#### [任务说明]
从条目开头起，到含有“0, 0, 512, 512”的那一行止（两端均包括），把“trail-cam”改写为“trail camera”，其余保持不变。答案中不要包含图片。

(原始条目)
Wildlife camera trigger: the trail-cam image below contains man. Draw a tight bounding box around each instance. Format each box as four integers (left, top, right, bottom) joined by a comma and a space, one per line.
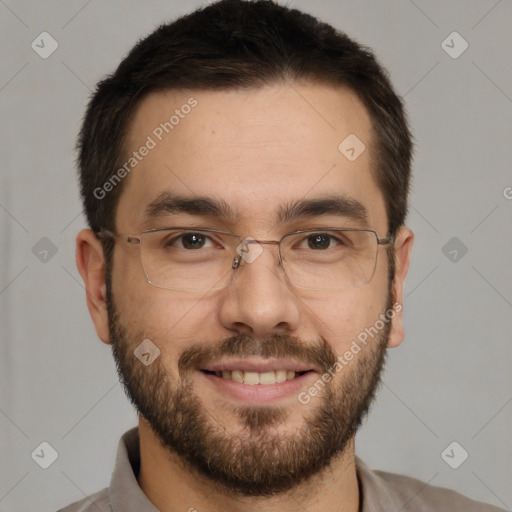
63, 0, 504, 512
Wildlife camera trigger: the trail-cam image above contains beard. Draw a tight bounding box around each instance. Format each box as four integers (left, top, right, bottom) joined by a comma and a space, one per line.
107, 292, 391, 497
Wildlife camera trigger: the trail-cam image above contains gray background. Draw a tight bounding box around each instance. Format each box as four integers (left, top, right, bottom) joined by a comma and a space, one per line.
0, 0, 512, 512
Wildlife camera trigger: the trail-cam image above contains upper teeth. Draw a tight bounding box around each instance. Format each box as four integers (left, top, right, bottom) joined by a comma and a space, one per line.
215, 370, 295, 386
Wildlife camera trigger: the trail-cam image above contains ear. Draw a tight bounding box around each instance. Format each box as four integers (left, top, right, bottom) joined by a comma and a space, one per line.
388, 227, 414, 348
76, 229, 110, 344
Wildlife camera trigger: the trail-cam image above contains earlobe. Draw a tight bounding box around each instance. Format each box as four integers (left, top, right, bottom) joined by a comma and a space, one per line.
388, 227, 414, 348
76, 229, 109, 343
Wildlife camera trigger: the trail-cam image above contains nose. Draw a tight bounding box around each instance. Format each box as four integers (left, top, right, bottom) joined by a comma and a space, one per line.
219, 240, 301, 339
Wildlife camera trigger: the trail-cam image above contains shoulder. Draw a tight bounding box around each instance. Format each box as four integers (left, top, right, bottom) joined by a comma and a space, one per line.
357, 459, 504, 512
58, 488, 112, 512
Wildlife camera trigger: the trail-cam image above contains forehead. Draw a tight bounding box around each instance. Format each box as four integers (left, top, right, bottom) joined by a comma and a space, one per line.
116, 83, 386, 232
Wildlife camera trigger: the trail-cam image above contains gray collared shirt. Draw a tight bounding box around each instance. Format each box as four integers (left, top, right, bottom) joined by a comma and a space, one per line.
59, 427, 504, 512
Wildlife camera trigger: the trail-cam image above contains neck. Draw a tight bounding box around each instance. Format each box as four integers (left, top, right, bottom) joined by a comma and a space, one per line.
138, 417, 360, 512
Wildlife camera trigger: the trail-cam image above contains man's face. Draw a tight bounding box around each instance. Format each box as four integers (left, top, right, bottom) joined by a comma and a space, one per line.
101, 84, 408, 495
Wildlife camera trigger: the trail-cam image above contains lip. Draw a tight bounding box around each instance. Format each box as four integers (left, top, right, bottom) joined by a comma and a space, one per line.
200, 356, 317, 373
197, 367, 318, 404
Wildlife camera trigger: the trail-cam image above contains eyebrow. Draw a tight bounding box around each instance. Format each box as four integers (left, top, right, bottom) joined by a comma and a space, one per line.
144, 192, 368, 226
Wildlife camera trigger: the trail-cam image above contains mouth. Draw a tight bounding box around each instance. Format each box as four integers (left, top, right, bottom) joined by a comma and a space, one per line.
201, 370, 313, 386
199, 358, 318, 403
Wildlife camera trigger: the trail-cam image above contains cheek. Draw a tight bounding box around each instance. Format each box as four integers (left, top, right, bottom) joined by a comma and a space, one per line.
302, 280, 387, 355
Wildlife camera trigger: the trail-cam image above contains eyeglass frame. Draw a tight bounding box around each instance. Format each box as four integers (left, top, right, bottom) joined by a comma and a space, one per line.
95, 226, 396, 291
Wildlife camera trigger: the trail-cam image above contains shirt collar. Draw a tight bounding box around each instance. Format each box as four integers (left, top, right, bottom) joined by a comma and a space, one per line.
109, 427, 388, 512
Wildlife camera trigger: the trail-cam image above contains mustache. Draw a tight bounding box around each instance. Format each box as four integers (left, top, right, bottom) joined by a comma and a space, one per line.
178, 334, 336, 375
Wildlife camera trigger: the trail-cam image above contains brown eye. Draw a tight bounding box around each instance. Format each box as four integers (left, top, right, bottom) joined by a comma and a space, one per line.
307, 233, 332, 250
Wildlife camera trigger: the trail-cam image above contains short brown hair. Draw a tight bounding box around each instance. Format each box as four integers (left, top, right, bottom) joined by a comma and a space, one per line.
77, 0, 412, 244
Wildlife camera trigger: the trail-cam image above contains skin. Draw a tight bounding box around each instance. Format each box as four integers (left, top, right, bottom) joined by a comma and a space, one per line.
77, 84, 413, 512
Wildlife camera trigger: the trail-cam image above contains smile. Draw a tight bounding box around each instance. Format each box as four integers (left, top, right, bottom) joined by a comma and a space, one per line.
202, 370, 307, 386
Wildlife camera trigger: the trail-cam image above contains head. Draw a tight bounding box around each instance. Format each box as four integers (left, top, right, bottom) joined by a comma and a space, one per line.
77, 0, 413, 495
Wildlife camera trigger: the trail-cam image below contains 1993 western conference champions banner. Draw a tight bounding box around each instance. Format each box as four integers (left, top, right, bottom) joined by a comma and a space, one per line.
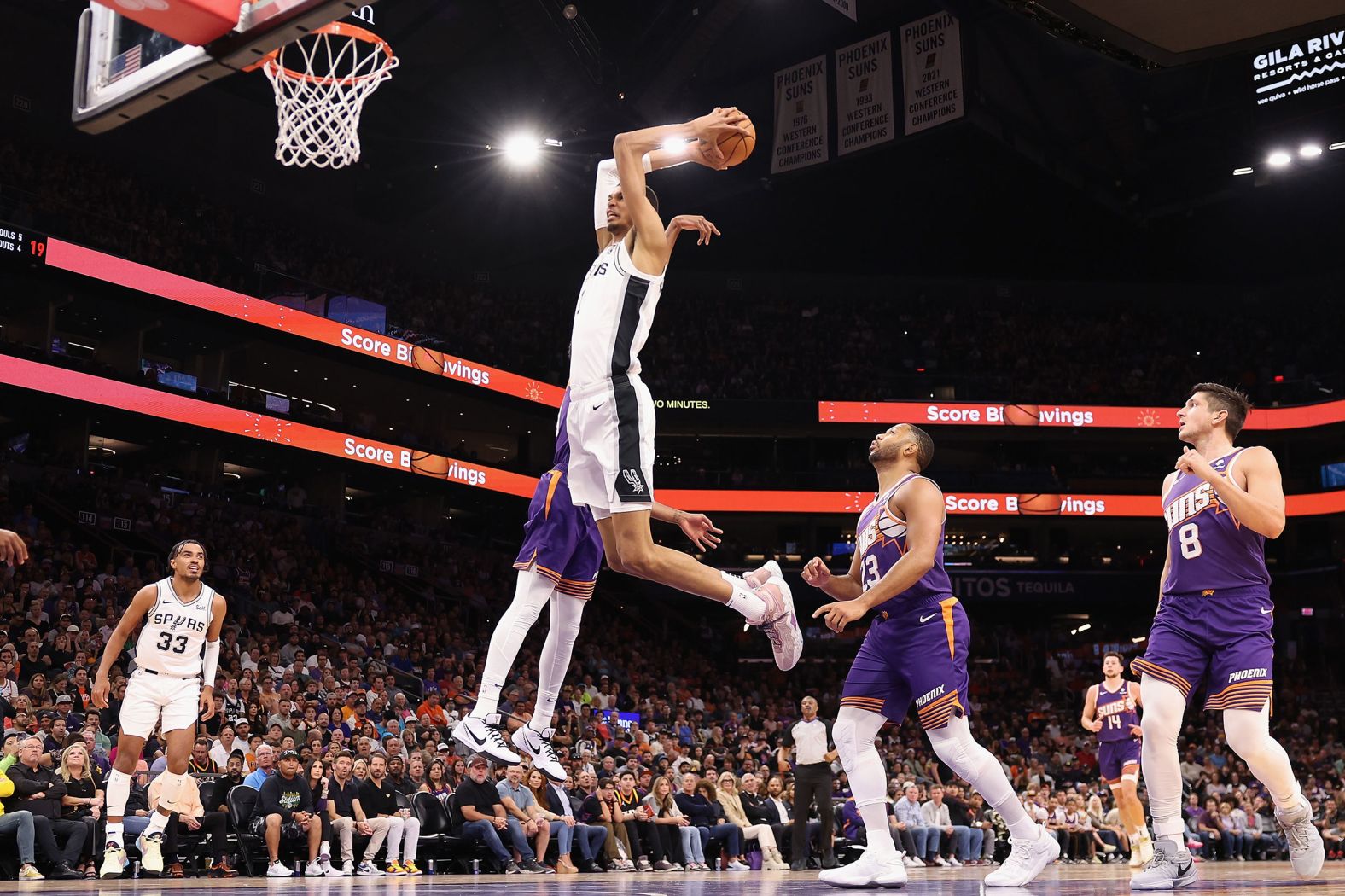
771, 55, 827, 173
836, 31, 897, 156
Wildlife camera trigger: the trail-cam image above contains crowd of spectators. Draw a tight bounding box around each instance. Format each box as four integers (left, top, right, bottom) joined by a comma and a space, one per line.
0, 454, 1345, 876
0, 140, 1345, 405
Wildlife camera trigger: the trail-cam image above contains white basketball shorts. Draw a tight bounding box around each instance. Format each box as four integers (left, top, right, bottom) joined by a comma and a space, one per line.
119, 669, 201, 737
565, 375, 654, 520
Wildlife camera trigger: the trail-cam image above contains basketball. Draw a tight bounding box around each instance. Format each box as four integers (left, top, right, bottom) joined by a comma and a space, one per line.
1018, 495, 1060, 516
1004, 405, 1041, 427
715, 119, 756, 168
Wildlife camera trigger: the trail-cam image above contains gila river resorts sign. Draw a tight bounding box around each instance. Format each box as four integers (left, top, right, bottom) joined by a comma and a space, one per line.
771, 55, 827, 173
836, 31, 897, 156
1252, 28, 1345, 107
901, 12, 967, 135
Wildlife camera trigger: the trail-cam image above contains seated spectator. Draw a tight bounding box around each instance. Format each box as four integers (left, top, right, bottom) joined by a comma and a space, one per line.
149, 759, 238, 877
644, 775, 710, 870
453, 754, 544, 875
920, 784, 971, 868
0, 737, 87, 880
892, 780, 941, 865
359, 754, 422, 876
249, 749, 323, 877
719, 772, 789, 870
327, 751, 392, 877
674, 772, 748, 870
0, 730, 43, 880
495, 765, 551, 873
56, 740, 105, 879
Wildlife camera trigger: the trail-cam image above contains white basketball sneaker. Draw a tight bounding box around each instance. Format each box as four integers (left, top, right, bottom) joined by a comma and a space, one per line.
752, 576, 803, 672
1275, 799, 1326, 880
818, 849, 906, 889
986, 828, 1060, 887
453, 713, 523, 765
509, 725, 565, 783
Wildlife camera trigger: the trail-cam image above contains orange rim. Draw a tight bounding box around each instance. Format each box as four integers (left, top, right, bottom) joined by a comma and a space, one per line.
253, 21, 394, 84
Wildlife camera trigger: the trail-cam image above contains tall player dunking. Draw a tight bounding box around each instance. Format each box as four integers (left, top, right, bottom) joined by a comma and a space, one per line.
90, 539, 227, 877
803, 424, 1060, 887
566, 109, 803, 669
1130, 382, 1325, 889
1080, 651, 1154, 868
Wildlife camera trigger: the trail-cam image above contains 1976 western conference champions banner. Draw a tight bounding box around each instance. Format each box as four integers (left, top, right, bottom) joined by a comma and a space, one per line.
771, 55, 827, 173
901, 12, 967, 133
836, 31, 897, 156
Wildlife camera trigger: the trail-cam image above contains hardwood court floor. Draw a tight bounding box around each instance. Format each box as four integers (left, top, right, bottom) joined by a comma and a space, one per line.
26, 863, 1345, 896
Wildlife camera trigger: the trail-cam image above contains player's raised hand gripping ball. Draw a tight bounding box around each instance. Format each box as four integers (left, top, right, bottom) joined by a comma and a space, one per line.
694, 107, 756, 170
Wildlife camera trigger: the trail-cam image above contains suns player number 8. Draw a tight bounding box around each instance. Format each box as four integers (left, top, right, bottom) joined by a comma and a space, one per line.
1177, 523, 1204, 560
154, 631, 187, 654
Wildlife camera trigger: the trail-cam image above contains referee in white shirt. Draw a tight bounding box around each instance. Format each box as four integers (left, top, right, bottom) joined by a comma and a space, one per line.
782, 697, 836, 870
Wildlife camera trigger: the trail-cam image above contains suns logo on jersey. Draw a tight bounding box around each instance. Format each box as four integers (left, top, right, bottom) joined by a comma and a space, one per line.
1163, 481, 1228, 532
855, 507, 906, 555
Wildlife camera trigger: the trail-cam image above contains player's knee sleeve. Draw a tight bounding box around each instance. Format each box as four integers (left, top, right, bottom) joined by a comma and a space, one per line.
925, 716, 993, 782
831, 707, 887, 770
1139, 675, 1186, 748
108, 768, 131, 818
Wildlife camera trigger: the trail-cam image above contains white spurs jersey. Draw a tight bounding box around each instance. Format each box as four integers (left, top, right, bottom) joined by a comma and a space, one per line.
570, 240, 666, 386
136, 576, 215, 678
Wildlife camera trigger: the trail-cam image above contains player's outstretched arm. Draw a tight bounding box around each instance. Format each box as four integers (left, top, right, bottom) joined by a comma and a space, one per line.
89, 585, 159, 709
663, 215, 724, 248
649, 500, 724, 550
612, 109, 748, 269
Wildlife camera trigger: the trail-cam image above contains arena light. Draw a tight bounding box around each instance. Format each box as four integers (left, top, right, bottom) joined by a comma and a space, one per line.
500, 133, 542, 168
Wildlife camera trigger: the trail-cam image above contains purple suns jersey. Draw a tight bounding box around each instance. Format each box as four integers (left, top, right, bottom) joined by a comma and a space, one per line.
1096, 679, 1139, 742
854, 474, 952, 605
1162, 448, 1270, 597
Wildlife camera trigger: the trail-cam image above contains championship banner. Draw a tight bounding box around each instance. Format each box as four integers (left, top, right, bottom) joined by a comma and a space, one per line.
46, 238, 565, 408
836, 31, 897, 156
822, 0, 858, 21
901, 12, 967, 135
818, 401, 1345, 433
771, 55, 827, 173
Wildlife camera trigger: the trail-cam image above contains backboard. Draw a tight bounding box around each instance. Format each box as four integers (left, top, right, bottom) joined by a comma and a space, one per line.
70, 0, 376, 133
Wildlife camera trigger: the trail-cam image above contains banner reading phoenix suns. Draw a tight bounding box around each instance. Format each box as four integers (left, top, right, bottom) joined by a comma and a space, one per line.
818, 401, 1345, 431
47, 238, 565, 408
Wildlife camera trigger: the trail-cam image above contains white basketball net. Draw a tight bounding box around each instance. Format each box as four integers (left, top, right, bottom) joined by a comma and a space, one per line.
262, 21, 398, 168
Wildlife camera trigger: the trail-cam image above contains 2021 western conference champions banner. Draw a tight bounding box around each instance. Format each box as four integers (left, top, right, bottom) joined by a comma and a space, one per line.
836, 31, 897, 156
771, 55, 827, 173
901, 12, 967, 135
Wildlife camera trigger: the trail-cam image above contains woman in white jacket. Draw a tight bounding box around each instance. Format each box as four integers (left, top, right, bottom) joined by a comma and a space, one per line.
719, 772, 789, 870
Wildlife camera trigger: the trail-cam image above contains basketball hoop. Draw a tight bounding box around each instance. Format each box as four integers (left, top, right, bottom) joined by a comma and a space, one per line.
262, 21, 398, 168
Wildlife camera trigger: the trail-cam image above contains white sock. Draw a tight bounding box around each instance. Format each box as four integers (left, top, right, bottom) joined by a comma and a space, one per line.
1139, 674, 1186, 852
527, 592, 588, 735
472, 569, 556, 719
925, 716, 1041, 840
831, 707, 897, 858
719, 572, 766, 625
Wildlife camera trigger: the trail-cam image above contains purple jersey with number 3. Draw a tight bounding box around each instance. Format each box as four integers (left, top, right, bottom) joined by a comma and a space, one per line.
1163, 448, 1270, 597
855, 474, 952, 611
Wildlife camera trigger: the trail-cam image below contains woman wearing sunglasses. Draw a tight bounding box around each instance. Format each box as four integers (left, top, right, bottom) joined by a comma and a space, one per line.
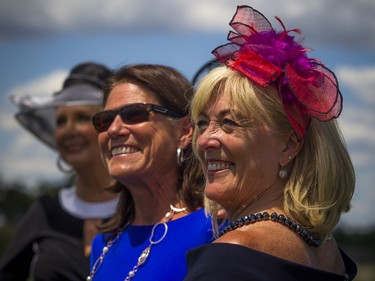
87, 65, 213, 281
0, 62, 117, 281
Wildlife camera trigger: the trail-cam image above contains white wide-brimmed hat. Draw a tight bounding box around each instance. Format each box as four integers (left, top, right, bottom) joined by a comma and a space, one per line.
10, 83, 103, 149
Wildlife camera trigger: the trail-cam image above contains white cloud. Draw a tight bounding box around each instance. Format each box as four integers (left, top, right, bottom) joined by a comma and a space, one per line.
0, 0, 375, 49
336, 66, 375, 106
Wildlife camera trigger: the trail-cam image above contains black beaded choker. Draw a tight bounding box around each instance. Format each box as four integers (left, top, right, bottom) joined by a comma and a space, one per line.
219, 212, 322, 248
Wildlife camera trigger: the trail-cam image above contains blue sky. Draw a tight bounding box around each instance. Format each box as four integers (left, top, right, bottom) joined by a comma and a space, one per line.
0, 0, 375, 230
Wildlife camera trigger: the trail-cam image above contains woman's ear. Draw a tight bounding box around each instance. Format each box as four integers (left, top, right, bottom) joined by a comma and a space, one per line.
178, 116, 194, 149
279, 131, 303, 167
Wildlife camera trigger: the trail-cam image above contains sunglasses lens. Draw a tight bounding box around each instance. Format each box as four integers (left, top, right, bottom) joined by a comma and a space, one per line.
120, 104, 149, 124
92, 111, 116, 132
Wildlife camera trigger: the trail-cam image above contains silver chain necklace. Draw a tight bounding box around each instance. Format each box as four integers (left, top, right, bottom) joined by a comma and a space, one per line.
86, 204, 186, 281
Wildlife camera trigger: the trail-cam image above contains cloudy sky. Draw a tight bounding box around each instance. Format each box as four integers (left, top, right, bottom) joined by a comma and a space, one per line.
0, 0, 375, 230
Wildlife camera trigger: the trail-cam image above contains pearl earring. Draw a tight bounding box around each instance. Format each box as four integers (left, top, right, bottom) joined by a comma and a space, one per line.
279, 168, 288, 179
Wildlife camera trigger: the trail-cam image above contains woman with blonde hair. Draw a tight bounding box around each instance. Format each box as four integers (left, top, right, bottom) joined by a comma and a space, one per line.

#### [任务答案]
Wildlife camera trigger: the trail camera image below contains man. Draw a tight bounding box around each instance. Format each box as four integers (left, top, right, bottom) joined by a comma and a space, one per line.
63, 0, 504, 512
Wildlife camera trigger: the trail camera image above contains beard. Draw a tight bounding box around each instance. Format each box as four integers (left, top, right, bottom) joined by a comma and a space, one per line.
107, 292, 391, 497
Wildlife camera trigger: the trail camera image above contains gray background. Draw a tight bounding box around each instance. Format each box as four integers (left, top, right, bottom) joined by a comma and a space, one per line.
0, 0, 512, 512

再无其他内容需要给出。